Предложенный отрывок:
● ● ●
Ю. К. Щеглов определял рассказы Зощенко как «энциклопедию некультурности». Парадоксально, однако, что эта некультурность становится фундаментом новой, возникающей на развалинах прежней, культуры.
В «Сентиментальных повестях» Зощенко сталкивал новые формы с прежними, уже теряющими почву, превращающимися в эпигонство, неспособными защищаться. В рассказах двадцатых годов он создает универсальную картину, фундаментальный лексикон новой культуры в ее обыденном, бытовом, низовом варианте.
«Ошибки нет. Я пишу о мещанстве. Да, у нас нет мещанства как класса, но я по большей части делаю собирательный тип. В каждом из нас имеются те или иные черты и мещанина, и собственника, и стяжателя. Я соединяю эти характерные, часто затушеванные черты в одном герое, и тогда этот герой становится нам знакомым и где-то виденным», — объяснял позднее писатель в «Возвращенной молодости».
Этот знакомый герой, никогда не читавший не только Ницше, но и Блока с Есениным, вдруг заговорил у Зощенко своим языком, очень далеким как от старой интеллигентской речи, так и от современного публицистического жаргона.
«Вся трудность моей работы свелась главным образом к тому, чтобы научиться так писать, чтобы мои сочинения были всем понятны. Мне много для этого пришлось поработать над языком. Мой язык, за который меня много (зря) ругали, был условный, вернее собирательный (точно так же, как и тип). Я немного изменил и облегчил синтаксис и упростил композицию рассказа. Это позволило мне быть понятным тем читателям, которые не интересовались литературой. Я несколько упростил форму рассказа (инфантилизм?), воспользовавшись неуважаемой формой и традициями малой литературы».
На конфликте языков во многом строились «Сентиментальные повести».
● ● ●
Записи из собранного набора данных
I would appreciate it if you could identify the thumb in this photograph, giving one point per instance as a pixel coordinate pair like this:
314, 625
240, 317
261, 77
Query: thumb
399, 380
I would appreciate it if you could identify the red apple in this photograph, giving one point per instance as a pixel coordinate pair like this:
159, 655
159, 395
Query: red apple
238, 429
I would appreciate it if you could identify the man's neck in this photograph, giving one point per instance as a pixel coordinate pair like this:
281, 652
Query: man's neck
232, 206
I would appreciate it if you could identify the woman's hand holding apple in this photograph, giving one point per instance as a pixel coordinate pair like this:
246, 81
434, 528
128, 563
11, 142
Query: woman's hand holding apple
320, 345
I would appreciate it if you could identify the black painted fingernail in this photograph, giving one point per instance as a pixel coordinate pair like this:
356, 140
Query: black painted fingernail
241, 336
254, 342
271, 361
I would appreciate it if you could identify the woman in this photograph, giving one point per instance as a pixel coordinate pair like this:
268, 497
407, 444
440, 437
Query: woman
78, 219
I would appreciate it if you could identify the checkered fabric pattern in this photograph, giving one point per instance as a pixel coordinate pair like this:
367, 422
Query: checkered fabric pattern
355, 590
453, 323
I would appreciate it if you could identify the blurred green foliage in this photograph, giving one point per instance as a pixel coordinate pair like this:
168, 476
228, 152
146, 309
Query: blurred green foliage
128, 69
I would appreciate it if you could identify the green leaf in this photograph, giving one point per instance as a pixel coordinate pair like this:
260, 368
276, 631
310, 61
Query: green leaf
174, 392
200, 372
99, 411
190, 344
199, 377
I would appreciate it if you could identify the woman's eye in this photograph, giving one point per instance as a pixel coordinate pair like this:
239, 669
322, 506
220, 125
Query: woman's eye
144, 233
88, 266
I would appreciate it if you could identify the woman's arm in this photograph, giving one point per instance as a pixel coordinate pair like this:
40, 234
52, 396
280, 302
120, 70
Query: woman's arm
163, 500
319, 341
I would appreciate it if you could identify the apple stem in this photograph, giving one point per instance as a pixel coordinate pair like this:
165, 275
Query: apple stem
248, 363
● ● ●
Условие задания:
Выпишите из отрывка о Зощенко дословно фрагмент, начиная со слов «Ю. К. Щеглов» и вплоть до слов «бытовом, низовом варианте.» включительно. Опирайтесь только на отрывок.

Ответ на задание:
Ю. К. Щеглов определял рассказы Зощенко как «энциклопедию некультурности». Парадоксально, однако, что эта некультурность становится фундаментом новой, возникающей на развалинах прежней, культуры.
В «Сентиментальных повестях» Зощенко сталкивал новые формы с прежними, уже теряющими почву, превращающимися в эпигонство, неспособными защищаться. В рассказах двадцатых годов он создает универсальную картину, фундаментальный лексикон новой культуры в ее обыденном, бытовом, низовом варианте.